Service Outage and Communication
To illustrate through an acute, but none too rare, example: Many a time I had experienced a service outage that, for obvious reasons, took everybody’s focus and energy. A couple of offices down the hall sat the Sales team and across the continent were various regional Sales reps. They were not informed of the outage since they play no role in detecting, classifying or resolving the issue, and all those that knew about it were busy trying to fix it, or taking customer calls. Often the customers, especially the senior members who have established a close relationship with the sales reps, would call Sales or Program Management immediately asking for updates. The uninitiated sales rep would answer that they are not aware of any outage and perhaps the problem is local to the customer (This would usually trigger a nasty remark about the incompetency of the provider). The experienced sales rep would mutter something in embarrassment and then storm over to the Ops group demanding an explanation why, once again, Sales was not notified of the outage. Not only does the company look bad, but it also raises unnecessary tension between the groups
(This issue will be addressed in the chapter on Incident Management)

Recurring Mandated Meetings
Inter-department communication is the answer. If the managers of the different departments talk to each other on a regular and formal basis, issues can be addressed before they get out of control, plans can be communicated and a deeper understanding of the challenges of each department can be better understood.
Since Operations is at the center of it all at the end of the day, and since Operations will take the blame for whatever incident that occurs, VP Ops group should initiate these meetings. This initiative and meetings will also serve as an important PR tool for the service operations group.
Following are the inter-department sessions that should be standard in a SaaS organization to improve communication and visibility and to help prioritize tasks and address issues before they boil over.

Name: Daily Operations Sync
Frequency: Daily (15-20 min)

Dataset entries:
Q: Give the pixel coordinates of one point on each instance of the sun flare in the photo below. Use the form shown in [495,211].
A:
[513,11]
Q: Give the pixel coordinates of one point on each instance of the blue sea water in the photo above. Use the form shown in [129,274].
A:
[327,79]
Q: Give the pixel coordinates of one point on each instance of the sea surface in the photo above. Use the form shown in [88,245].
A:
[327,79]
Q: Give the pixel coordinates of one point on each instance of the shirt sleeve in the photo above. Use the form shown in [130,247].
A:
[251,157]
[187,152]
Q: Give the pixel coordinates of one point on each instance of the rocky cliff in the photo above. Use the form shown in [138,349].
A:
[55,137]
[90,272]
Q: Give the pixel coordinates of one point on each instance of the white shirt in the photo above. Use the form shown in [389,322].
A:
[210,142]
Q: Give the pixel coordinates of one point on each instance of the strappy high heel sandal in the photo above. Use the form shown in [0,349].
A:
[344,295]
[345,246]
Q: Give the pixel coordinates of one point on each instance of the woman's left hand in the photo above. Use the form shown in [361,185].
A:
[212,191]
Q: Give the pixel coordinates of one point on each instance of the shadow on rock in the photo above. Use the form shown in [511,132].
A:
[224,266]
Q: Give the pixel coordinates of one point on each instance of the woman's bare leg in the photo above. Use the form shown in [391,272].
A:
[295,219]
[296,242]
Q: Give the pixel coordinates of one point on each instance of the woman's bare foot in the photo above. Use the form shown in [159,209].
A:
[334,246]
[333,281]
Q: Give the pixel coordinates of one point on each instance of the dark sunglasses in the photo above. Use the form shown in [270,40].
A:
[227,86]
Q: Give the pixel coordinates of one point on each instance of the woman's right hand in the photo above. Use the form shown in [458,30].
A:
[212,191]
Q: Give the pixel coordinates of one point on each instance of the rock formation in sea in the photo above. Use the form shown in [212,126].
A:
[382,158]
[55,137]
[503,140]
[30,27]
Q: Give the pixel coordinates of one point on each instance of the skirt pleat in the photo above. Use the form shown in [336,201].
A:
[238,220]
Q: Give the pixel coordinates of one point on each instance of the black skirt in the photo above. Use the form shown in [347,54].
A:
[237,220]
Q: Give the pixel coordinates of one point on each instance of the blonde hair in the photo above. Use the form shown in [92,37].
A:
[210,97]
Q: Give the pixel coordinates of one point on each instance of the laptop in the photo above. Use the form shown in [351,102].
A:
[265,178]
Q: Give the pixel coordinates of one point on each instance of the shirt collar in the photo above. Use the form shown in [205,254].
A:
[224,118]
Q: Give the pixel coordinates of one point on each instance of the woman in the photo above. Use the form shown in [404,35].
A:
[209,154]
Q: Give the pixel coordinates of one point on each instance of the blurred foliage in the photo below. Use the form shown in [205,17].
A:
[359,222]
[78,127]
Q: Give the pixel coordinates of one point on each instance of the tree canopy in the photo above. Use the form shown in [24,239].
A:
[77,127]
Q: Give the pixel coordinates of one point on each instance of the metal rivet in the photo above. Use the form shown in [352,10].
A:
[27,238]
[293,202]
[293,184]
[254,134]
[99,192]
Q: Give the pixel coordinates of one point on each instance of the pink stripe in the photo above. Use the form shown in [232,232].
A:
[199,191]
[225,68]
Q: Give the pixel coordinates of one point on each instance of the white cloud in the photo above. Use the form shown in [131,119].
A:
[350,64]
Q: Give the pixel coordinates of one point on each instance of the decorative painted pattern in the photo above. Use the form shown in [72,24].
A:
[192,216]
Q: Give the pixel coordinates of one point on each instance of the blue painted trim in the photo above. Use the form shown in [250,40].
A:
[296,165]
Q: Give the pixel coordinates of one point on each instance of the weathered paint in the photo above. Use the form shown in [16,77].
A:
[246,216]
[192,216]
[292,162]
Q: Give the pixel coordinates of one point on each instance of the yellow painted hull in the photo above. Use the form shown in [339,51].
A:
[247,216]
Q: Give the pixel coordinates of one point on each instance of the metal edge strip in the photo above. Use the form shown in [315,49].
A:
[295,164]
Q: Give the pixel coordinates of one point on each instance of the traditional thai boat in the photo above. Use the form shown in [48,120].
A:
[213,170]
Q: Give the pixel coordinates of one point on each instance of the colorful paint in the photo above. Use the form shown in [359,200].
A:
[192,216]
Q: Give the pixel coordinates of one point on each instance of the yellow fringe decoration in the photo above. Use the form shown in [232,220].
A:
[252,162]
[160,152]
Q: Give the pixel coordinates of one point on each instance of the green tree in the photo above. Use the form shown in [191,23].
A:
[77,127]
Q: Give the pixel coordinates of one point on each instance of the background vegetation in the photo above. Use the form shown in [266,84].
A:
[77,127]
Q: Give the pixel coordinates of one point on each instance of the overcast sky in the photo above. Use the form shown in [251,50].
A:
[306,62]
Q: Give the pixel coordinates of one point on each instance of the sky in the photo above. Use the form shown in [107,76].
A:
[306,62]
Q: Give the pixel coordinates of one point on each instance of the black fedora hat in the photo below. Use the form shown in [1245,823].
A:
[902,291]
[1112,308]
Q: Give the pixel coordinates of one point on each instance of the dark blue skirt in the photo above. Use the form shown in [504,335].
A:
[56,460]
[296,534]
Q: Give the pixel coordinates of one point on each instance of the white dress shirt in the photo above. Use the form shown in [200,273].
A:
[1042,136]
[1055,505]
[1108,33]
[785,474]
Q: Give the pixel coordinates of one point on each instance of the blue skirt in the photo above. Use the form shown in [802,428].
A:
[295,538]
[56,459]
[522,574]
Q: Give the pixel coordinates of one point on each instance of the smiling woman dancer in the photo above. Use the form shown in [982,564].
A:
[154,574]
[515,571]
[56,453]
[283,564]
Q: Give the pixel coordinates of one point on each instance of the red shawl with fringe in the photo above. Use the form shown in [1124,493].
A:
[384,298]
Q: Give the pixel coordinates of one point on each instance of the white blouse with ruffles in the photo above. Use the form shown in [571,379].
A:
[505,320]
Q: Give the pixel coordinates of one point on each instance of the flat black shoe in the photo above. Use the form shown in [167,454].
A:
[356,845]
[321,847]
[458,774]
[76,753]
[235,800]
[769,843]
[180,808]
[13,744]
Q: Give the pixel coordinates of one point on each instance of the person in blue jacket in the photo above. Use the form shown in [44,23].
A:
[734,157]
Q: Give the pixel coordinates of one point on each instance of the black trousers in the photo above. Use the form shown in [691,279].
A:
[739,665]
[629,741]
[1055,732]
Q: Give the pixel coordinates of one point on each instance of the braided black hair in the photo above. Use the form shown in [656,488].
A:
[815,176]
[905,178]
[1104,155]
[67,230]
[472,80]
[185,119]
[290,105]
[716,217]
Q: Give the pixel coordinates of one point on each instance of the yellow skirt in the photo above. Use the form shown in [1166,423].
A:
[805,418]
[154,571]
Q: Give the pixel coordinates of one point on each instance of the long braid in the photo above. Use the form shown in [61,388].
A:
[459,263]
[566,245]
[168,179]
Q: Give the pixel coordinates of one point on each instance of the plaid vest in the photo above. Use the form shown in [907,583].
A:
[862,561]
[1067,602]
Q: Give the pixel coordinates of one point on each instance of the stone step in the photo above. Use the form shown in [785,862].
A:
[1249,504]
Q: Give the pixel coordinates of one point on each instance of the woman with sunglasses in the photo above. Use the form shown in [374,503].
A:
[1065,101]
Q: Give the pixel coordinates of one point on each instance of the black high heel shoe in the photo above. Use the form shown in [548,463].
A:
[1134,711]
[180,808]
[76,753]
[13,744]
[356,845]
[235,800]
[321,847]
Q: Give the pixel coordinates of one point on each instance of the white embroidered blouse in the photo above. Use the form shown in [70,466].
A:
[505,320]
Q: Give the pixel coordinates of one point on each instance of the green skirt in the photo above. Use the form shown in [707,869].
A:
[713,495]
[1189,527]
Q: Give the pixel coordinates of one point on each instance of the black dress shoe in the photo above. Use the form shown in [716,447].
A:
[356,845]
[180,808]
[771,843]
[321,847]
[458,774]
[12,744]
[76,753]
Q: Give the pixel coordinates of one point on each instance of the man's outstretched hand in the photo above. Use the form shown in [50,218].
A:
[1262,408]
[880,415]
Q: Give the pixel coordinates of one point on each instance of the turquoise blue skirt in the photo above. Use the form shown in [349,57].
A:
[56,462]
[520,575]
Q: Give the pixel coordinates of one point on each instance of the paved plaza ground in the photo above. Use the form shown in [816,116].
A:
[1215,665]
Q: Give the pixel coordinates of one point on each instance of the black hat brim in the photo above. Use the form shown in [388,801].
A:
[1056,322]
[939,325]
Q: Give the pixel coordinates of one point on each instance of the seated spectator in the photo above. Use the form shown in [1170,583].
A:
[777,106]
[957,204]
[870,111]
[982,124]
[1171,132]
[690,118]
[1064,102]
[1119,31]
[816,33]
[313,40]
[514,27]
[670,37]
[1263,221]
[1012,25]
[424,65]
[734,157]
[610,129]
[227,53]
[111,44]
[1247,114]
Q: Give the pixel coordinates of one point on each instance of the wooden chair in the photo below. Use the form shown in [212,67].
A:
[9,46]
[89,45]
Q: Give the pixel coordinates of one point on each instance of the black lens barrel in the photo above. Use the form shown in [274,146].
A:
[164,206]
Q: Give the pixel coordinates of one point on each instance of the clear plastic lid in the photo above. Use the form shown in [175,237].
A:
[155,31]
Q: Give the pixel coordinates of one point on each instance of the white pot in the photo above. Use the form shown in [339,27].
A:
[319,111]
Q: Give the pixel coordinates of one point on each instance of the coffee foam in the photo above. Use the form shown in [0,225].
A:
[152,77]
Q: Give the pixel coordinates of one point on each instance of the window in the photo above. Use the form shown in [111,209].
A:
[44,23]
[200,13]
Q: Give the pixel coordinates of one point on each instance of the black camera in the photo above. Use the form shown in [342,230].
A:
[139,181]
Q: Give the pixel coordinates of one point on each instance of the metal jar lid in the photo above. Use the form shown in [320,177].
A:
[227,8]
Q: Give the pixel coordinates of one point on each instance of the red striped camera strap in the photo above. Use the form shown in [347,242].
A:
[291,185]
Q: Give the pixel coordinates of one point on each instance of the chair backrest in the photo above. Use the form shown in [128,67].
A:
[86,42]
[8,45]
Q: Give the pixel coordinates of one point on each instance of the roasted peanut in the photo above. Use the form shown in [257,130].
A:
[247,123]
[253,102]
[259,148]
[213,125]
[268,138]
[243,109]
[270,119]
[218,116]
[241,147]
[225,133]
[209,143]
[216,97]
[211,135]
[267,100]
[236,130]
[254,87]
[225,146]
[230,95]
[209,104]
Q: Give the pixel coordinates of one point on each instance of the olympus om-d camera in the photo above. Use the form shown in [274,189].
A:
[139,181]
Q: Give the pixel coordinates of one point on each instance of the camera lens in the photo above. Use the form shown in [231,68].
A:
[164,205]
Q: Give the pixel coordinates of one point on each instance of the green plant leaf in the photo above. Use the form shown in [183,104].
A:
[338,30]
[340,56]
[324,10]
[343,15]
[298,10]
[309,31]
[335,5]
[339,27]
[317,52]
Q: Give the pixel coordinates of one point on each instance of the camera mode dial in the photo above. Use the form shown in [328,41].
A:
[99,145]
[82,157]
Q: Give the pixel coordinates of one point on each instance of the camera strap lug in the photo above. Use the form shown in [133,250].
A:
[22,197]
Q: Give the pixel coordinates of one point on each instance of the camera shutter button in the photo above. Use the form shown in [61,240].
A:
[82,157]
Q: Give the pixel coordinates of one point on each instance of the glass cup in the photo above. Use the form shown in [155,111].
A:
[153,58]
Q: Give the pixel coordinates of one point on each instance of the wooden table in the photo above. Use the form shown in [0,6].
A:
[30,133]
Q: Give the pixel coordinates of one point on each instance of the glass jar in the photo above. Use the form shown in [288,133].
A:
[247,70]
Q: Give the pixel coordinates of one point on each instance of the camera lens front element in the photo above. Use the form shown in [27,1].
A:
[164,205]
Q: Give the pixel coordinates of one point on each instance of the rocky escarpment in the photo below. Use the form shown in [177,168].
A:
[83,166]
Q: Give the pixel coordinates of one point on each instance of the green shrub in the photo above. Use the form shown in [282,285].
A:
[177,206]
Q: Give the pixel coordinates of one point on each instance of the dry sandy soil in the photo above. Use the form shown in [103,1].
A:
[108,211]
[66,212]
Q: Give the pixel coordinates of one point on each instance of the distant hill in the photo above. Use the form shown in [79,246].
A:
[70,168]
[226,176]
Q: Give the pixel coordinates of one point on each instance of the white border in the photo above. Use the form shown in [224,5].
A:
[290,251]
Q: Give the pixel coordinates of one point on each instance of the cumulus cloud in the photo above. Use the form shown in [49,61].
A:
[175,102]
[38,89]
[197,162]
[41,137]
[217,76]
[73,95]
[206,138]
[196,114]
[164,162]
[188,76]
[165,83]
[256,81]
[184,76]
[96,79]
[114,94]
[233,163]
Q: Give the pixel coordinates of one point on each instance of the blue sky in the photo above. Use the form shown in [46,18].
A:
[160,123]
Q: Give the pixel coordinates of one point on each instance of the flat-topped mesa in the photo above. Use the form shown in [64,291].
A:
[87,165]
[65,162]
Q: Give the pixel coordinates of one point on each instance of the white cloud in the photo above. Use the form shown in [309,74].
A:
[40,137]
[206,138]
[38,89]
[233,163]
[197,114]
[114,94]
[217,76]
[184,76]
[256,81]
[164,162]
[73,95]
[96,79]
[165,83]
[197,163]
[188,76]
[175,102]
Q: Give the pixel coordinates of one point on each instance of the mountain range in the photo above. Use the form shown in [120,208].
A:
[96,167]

Set exercise:
From the passage on service outages and recurring meetings, list each outcome it says can follow when managers of different departments talk to each other on a regular and formal basis.

Expected answer:
- Issues can be addressed before they get out of control.
- Plans can be communicated.
- A deeper understanding of the challenges of each department can be better understood.